--- start Data in this exercise ---
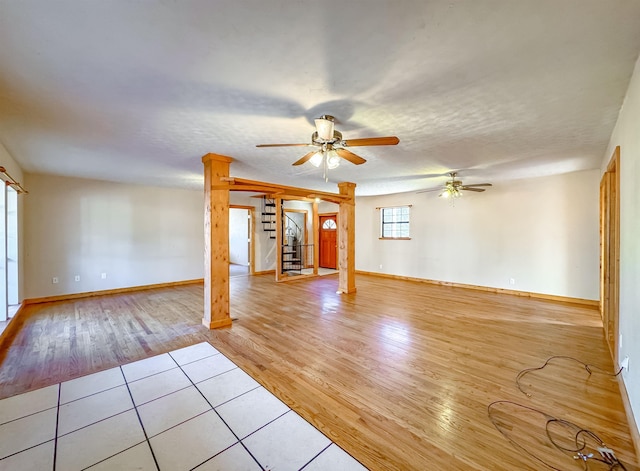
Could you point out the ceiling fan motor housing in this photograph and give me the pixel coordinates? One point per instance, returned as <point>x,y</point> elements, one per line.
<point>316,139</point>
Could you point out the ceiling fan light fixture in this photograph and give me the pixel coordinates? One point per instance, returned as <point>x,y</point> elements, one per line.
<point>333,160</point>
<point>325,127</point>
<point>316,159</point>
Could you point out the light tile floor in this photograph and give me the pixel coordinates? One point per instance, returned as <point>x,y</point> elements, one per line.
<point>190,409</point>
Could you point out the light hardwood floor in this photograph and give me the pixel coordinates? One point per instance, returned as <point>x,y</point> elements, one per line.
<point>399,374</point>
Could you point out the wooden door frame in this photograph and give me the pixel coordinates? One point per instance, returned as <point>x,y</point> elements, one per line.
<point>335,215</point>
<point>610,244</point>
<point>252,250</point>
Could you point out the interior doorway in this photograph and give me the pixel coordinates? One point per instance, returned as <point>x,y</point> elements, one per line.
<point>328,241</point>
<point>240,240</point>
<point>610,252</point>
<point>8,252</point>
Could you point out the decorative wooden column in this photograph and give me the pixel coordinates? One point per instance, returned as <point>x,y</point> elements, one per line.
<point>347,238</point>
<point>216,241</point>
<point>316,237</point>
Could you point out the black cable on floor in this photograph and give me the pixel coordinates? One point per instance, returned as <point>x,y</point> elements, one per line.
<point>579,439</point>
<point>589,368</point>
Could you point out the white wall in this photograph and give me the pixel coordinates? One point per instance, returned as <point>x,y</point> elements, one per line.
<point>627,135</point>
<point>264,250</point>
<point>238,236</point>
<point>137,235</point>
<point>543,233</point>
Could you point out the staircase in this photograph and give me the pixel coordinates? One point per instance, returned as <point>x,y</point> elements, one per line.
<point>294,255</point>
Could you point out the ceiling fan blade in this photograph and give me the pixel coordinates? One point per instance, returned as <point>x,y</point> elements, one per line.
<point>284,145</point>
<point>350,156</point>
<point>305,158</point>
<point>372,141</point>
<point>430,189</point>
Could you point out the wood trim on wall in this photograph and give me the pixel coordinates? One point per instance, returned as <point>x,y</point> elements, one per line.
<point>633,426</point>
<point>527,294</point>
<point>10,331</point>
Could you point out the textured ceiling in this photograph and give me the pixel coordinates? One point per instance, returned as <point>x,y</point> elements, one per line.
<point>139,91</point>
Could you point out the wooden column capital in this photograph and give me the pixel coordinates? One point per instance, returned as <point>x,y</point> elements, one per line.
<point>217,157</point>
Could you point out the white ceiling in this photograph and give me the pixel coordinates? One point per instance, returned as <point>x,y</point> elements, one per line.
<point>140,91</point>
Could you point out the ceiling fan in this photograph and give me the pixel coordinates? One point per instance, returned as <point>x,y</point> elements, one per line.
<point>454,188</point>
<point>330,147</point>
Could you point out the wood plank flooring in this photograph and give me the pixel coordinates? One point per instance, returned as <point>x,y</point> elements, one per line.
<point>399,374</point>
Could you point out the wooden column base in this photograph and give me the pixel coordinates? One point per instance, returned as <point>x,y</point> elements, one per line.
<point>217,324</point>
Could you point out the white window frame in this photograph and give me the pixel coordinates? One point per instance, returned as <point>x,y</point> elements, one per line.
<point>395,222</point>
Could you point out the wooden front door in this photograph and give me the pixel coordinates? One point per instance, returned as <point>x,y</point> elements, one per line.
<point>328,241</point>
--- end Data in this exercise ---
Exercise brief - Write out all of the items above verbatim, omitting the pictures.

Final result -
Could you point out the ceiling fan motor housing in this photograph and give me the pixel coordinates? One point per instance, returned as <point>x,y</point> elements, one per line.
<point>316,139</point>
Could you point out the ceiling fan light fixture in this photograph and give me the pixel coordinates? One point per instance, returned as <point>x,y</point> elements, one per line.
<point>333,160</point>
<point>325,127</point>
<point>316,159</point>
Could you point out the light tile floor in this photograph and give me the pixel coordinates? One point per instance, returned as <point>x,y</point> elements, one per line.
<point>190,409</point>
Could you point out the light hardwood floor in this photograph and give me the pixel coordinates? One point per instance, returned as <point>x,y</point> elements, one per line.
<point>399,374</point>
Could you point out the wooden door frame in this photograph and give me the pixel coordinates? One point per instance, returned as <point>x,y</point> elements, one per line.
<point>335,215</point>
<point>610,244</point>
<point>252,250</point>
Could you point out the interior doorway in this photograph and give me the pixel coordinates? One point per instance, returned as <point>x,y</point> elements, one per line.
<point>328,241</point>
<point>240,240</point>
<point>610,252</point>
<point>8,252</point>
Could you point out the decorative wooden column in this photograph and give me the pixel coordinates? One point per instance, returned as <point>x,y</point> elements, one per line.
<point>347,238</point>
<point>216,241</point>
<point>316,237</point>
Could you point out the black cable on floor in this photograph and give me the pixel coordinates? One point per instance, returned as <point>x,y</point> elements, one per line.
<point>579,439</point>
<point>589,368</point>
Could you point out the white wall in this photograph and give me the pixel coordinates? One point per instance, returned as <point>x,y</point> elements, one per line.
<point>627,135</point>
<point>264,250</point>
<point>238,236</point>
<point>137,235</point>
<point>543,233</point>
Could you point out the staircase in this photograph and give me the pixel coordinates? One point per instance, returned as <point>x,y</point> elements, one per line.
<point>294,255</point>
Could you point out the ceiling fan blade in this photograph and give me the pixel coordinates? One point per instance, returned as <point>x,y</point> elements, one per line.
<point>284,145</point>
<point>350,156</point>
<point>305,158</point>
<point>372,141</point>
<point>430,189</point>
Could you point out the wood trim on wall in this photograph and give me the pixel coordinates? One point per instance, returned as <point>x,y</point> elements, one per line.
<point>633,426</point>
<point>527,294</point>
<point>10,331</point>
Could you point out the textured ceiling in this photograph and give me the pixel coordinates? One point per instance, returned as <point>x,y</point> elements, one per line.
<point>139,91</point>
Could you point out the wooden column capital in this photograph and give me the pixel coordinates? One point per instance, returned as <point>x,y</point> elements, one per line.
<point>217,157</point>
Could you point out the white ceiling in this photograph and give me the pixel coordinates? One point per instance, returned as <point>x,y</point> elements, one per line.
<point>140,91</point>
Could you point out the ceiling fan in this photograph and give me the pixel coordinates? One point per instance, returned as <point>x,y</point> elements, one per line.
<point>454,188</point>
<point>330,147</point>
Could you point out the wood plank flooring in this photograph and give me the pixel coordinates? One point per instance, returned as <point>x,y</point> elements, one per line.
<point>399,374</point>
Could you point out the wooden column base in this photograph and give me the pixel coordinates? One point per instance, returned as <point>x,y</point> elements, one per line.
<point>217,324</point>
Could you point out the white window frame in this photograph and give me the pixel coordinates? One point per instance, returned as <point>x,y</point> elements, one per line.
<point>395,222</point>
Could you point out the wooden front door in this photograph and give me the pixel coordinates? One point per instance, returned as <point>x,y</point> elements, one per line.
<point>328,241</point>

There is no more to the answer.